> [TASK STATEMENT]
Extract every line of the listing below verbatim, omitting the pictures.

> [TASK DATA]
• • • • •

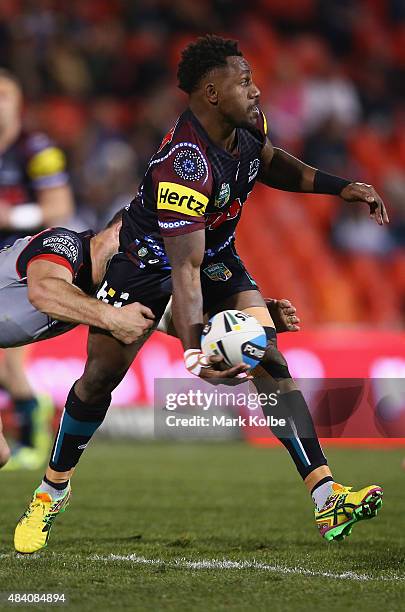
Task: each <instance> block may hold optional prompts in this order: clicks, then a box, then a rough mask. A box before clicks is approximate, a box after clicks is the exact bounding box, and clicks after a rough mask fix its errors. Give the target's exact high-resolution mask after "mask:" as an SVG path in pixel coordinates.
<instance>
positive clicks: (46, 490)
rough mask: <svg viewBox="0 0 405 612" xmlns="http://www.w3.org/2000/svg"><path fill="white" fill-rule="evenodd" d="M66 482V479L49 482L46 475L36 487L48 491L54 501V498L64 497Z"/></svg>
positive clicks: (65, 486) (42, 489) (65, 492)
mask: <svg viewBox="0 0 405 612" xmlns="http://www.w3.org/2000/svg"><path fill="white" fill-rule="evenodd" d="M68 484H69V481H68V480H66V481H65V482H51V481H50V480H48V478H47V477H46V476H44V479H43V481H42V482H41V484H40V485H39V487H38V488H39V490H40V491H41V492H42V493H49V495H50V496H51V497H52V500H54V501H55V499H60V498H61V497H64V495H65V493H66V487H67V486H68Z"/></svg>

• • • • •

> [OUTPUT]
Task: each <instance> block may hold optional prompts in this order: clicks, then a box, then a rough mask. A box before clicks is approximate, a box after clicks is the exact bounding box, and clicks after a rough mask fix its errors. Give the target's exact high-resolution mask after "mask:" as an SVG path in pixel coordinates.
<instance>
positive clicks: (46, 490)
rough mask: <svg viewBox="0 0 405 612" xmlns="http://www.w3.org/2000/svg"><path fill="white" fill-rule="evenodd" d="M66 482V479L49 482L46 475L36 487L48 491L54 501V498L64 497Z"/></svg>
positive clicks: (65, 486) (42, 489) (65, 492)
mask: <svg viewBox="0 0 405 612" xmlns="http://www.w3.org/2000/svg"><path fill="white" fill-rule="evenodd" d="M68 484H69V481H68V480H66V481H65V482H51V481H50V480H48V478H47V477H46V476H44V479H43V481H42V482H41V484H40V485H39V487H38V488H39V490H40V491H41V492H42V493H49V495H50V496H51V497H52V500H54V501H55V499H60V498H61V497H64V495H65V493H66V487H67V486H68Z"/></svg>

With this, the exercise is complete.